*选段*:
如果使用我这个脚本进行同步的话，镜像大小大约为 800GB. 大家可以根据自己的实际情况进行调整。不过有几点需要注意：

由于 TUNA 源的安装包列表格式和官方源不同，所以如果上游源指定为 TUNA 源时，安装包 (archive 和 miniconda) 无法正常同步。如果想要同步安装包，需要把上游源改回官方源。
Python 元组不能只有一个元素，("main") 这种元组会被直接视为字符串，会导致脚本异常。如果你修改脚本时将一些元组删的只剩一个了，记得保留一个逗号，变成 ("main",) 这样脚本就能正常运行了。

修改版的脚本如下：

#!/usr/bin/env python3
import hashlib
import json
import logging
import os
import errno
import random
import shutil
import subprocess as sp
import tempfile
from email.utils import parsedate_to_datetime
from pathlib import Path

from pyquery import PyQuery as pq

import requests


DEFAULT_CONDA_REPO_BASE = "https://mirrors.tuna.tsinghua.edu.cn/anaconda"
DEFAULT_CONDA_CLOUD_BASE = "https://mirrors.tuna.tsinghua.edu.cn/anaconda/cloud"

CONDA_REPO_BASE_URL = os.getenv("CONDA_REPO_URL", "https://mirrors.tuna.tsinghua.edu.cn/anaconda")
CONDA_CLOUD_BASE_URL = os.getenv("CONDA_COULD_URL", "https://mirrors.tuna.tsinghua.edu.cn/anaconda/cloud")

# DEFAULT_CONDA_REPO_BASE = "https://repo.continuum.io"
# DEFAULT_CONDA_CLOUD_BASE = "https://conda.anaconda.org"

# CONDA_REPO_BASE_URL = os.getenv("CONDA_REPO_URL", "https://repo.continuum.io")
# CONDA_CLOUD_BASE_URL = os.getenv("CONDA_COULD_URL", "https://conda.anaconda.org")

WORKING_DIR = os.getenv("TUNASYNC_WORKING_DIR")

CONDA_REPOS = ("main", "free", "r", "msys2")
CONDA_ARCHES = (
    "noarch", "linux-64", "win-64"
)

CONDA_INSTALLER_ARCHES = (
    "Linux-x86_64.sh", "Windows-x86_64.exe"
)

CONDA_CLOUD_REPOS = (
    # "conda-forge/linux-64", "conda-forge/win-64", "conda-forge/noarch"
)

*记录*:
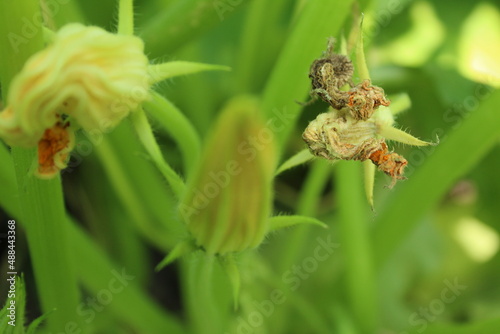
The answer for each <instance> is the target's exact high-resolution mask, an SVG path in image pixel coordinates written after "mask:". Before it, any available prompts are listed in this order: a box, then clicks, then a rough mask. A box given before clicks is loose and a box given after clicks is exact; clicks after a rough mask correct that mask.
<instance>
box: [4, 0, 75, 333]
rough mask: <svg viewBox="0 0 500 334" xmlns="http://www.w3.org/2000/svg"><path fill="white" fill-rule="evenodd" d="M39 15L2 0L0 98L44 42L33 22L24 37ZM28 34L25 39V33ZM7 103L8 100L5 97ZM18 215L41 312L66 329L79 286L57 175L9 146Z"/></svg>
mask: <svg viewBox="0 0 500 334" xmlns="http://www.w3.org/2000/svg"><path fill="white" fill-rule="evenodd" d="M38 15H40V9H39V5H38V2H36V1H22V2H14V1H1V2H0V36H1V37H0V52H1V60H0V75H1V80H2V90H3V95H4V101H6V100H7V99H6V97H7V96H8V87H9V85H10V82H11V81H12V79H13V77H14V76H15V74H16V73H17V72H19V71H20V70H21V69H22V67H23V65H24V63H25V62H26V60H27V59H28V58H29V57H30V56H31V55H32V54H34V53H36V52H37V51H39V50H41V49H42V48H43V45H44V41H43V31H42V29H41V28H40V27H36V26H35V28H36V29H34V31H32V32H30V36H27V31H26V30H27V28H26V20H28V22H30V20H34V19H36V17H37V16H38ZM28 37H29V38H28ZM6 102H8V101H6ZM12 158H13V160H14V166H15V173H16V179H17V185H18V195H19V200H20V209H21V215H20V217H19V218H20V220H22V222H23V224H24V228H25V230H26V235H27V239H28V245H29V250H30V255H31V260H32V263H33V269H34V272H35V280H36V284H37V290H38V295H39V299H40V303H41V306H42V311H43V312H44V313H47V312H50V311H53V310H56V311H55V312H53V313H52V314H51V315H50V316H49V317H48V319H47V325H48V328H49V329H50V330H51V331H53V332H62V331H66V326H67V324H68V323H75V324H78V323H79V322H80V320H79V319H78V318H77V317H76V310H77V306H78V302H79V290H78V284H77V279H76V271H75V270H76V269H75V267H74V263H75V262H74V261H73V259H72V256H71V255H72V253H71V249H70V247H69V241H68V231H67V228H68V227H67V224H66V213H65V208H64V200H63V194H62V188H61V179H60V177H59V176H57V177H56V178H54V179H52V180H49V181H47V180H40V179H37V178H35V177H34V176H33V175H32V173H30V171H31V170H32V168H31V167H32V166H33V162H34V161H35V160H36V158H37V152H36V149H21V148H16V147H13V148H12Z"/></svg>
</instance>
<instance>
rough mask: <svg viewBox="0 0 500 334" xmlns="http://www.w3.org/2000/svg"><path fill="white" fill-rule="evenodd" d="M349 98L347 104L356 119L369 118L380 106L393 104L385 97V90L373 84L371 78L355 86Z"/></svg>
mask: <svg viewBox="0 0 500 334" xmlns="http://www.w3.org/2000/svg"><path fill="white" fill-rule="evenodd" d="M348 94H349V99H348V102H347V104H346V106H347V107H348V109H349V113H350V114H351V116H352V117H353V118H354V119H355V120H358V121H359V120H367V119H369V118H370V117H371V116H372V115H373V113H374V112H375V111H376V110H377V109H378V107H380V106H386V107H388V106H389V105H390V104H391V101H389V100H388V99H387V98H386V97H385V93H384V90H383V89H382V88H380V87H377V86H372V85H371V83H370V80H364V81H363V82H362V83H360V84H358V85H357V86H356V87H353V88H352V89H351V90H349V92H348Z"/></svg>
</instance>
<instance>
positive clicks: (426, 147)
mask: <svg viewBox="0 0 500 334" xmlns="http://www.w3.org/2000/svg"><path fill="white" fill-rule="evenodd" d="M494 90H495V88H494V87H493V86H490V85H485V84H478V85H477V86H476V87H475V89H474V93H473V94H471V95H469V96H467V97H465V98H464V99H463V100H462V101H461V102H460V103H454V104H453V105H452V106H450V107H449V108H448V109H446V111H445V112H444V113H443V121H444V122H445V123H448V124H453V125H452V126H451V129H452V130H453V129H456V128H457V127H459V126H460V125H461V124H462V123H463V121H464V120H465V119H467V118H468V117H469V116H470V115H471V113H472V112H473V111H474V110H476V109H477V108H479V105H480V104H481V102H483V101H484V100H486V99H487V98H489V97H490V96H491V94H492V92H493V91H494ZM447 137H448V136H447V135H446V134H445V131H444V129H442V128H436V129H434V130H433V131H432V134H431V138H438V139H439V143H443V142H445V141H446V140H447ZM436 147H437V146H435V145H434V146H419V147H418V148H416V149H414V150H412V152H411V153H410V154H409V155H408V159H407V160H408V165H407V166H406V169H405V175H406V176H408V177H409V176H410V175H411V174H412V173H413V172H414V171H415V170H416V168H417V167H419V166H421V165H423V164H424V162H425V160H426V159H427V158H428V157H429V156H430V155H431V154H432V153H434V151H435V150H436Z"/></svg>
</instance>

*练习说明*:
**a)** 请把选段中以“Python 元组不能只有一个元素”开头的段落改写成简短的要点列表，保留主要事实。
**b)** 从选段末尾起，续写这段 conda 镜像同步脚本。

*任务答案*:
**a)**
- Python 元组不能只有一个元素，写成 ("main") 会被直接当作字符串，导致脚本异常。
- 修改脚本时，如果某个元组只剩一个元素，要保留一个逗号，写成 ("main",)，脚本就能正常运行。

**b)**
EXCLUDED_PACKAGES = (
    "pytorch-nightly", "pytorch-nightly-cpu", "ignite-nightly",
)

# connect and read timeout value
TIMEOUT_OPTION = (7, 10)

# Generate gzip archive for json files, size threshold
GEN_METADATA_JSON_GZIP_THRESHOLD = 1024 * 1024

logging.basicConfig(
    level=logging.INFO,
    format="[%(asctime)s] [%(levelname)s] %(message)s",
)

def sizeof_fmt(num, suffix='iB'):
    for unit in ['','K','M','G','T','P','E','Z']:
        if abs(num) < 1024.0:
            return "%3.2f%s%s" % (num, unit, suffix)
        num /= 1024.0
    return "%.2f%s%s" % (num, 'Y', suffix)

def md5_check(file: Path, md5: str = None):
    return True
    m = hashlib.md5()
    with file.open('rb') as f:
        while True:
            buf = f.read(1*1024*1024)
            if not buf:
                break
            m.update(buf)
    return m.hexdigest() == md5

def sha256_check(file: Path, sha256: str = None):
    return True
    m = hashlib.sha256()
    with file.open('rb') as f:
        while True:
            buf = f.read(1*1024*1024)
            if not buf:
                break
            m.update(buf)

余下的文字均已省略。